#### [Work required]
Reproduce every one of the records below word for word.

--- start Exercise inputs ---

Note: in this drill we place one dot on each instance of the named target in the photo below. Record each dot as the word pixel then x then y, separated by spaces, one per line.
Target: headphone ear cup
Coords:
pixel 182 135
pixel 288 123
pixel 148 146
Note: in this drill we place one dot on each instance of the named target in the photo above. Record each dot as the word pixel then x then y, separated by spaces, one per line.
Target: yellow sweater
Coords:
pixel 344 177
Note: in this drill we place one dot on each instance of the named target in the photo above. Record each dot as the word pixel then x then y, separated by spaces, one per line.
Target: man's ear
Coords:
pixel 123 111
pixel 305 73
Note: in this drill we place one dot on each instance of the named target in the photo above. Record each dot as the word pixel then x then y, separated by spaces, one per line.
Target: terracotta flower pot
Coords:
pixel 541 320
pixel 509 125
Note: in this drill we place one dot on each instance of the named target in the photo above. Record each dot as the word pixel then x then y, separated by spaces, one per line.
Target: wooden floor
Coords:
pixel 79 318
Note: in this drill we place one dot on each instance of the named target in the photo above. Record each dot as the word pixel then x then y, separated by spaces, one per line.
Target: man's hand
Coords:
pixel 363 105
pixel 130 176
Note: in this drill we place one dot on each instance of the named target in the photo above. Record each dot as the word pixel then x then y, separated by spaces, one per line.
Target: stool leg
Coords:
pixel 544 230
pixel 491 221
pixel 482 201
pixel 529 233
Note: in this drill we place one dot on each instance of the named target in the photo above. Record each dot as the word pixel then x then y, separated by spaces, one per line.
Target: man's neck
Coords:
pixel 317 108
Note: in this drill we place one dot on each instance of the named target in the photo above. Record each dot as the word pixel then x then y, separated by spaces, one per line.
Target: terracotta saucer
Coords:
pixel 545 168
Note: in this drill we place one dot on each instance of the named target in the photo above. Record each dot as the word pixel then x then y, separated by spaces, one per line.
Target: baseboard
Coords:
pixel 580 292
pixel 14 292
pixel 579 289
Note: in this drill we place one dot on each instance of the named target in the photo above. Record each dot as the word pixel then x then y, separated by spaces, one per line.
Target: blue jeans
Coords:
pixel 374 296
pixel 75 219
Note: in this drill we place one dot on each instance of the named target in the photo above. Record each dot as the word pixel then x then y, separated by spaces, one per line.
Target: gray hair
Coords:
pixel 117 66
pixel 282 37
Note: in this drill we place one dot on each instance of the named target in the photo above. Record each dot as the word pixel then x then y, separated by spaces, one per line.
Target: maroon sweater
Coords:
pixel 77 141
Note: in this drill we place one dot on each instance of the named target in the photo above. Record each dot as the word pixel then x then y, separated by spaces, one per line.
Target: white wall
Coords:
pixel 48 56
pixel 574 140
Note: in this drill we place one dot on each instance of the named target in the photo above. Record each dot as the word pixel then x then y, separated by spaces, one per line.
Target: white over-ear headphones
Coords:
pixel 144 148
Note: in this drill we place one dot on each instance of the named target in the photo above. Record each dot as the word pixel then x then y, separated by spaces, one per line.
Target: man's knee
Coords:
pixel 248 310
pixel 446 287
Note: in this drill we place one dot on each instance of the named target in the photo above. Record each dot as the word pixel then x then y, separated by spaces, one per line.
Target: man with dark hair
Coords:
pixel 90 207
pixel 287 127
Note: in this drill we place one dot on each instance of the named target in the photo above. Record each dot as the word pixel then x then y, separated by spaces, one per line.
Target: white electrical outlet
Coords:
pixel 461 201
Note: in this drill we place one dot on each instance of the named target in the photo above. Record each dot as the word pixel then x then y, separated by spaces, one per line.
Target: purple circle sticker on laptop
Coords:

--- end Exercise inputs ---

#### [Task solution]
Note: in this drill we place one dot on each instance of the named target in the photo below. Record each dot as the word pixel then x then y, separated by spaces, one per line.
Target: headphone ear cup
Coords:
pixel 182 135
pixel 288 123
pixel 148 146
Note: in this drill we place one dot on each instance of the named target in the photo above. Record each dot as the word pixel then x then y, separated by spaces, one per line.
Target: yellow sweater
Coords:
pixel 344 177
Note: in this drill we place one dot on each instance of the named target in the photo above. Record each dot as the word pixel then x then y, separated by spaces, one per line.
Target: man's ear
Coords:
pixel 123 111
pixel 305 73
Note: in this drill we place one dot on each instance of the named target in the photo above. Record each dot as the word pixel then x then y, separated by spaces, one per line.
Target: terracotta flower pot
Coords:
pixel 541 320
pixel 509 125
Note: in this drill we place one dot on each instance of the named target in the photo above. Record each dot as the word pixel then x then y, separated by spaces, one per line.
Target: wooden floor
Coords:
pixel 79 318
Note: in this drill we place one dot on each instance of the named target in the photo above. Record each dot as the word pixel then x then y, separated by spaces, one per line.
Target: man's hand
Coords:
pixel 363 105
pixel 130 176
Note: in this drill we place one dot on each instance of the named target in the photo above. Record each dot as the word pixel then x then y, separated by spaces, one per line.
Target: stool leg
Coords:
pixel 544 230
pixel 491 221
pixel 482 201
pixel 529 233
Note: in this drill we place one dot on each instance of the named target in the photo above. Record each dot as the word pixel then x then y, separated by spaces, one per line.
Target: man's neck
Coords:
pixel 317 108
Note: in this drill we place one dot on each instance of the named target in the photo above. Record each dot as the word pixel then x then y, separated by spaces, one per line.
Target: terracotta saucer
Coords:
pixel 545 168
Note: in this drill we place one dot on each instance of the named target in the photo above. Record each dot as the word pixel then x then y, separated by spaces, one per line.
Target: baseboard
Coords:
pixel 580 292
pixel 14 292
pixel 579 289
Note: in this drill we place one dot on each instance of the named target in the photo above. Record each dot as the word pixel then x then y, separated by spaces, one per line.
Target: blue jeans
Coords:
pixel 374 296
pixel 75 219
Note: in this drill we place one dot on each instance of the named target in the photo above. Record each dot as the word pixel then x then y, separated by spaces, one per line.
Target: gray hair
Coords:
pixel 117 66
pixel 282 37
Note: in this drill we place one dot on each instance of the named target in the photo above. Record each dot as the word pixel then x then y, separated by spaces, one per line.
Target: maroon sweater
Coords:
pixel 77 141
Note: in this drill we place one dot on each instance of the named target in the photo above. Record each dot as the word pixel then x then y, separated by spaces, one per line.
Target: white wall
Coords:
pixel 48 56
pixel 574 140
Note: in this drill we place one dot on each instance of the named target in the photo above. Record each dot as the word pixel then x then y, separated by spaces, one per line.
Target: white over-ear headphones
Coords:
pixel 144 148
Note: in this drill we place one dot on each instance of the named target in the photo above. Record each dot as the word pixel then x then y, separated by spaces, one per line.
Target: man's knee
Coords:
pixel 248 310
pixel 446 287
Note: in this drill we place one dot on each instance of the named target in the photo above. Record each dot as the word pixel then x then y, separated by spaces, one per line.
Target: man with dark hair
Coords:
pixel 90 207
pixel 287 127
Note: in this drill we place one dot on each instance of the named target in the photo above. Record each dot as the word pixel then x then y, separated by spaces, one per line.
Target: white electrical outlet
Coords:
pixel 461 201
Note: in this drill we place one dot on each instance of the named target in the photo above. Record each dot as the word pixel then x then y, separated by spaces, one per line.
Target: purple circle sticker on laptop
Coords:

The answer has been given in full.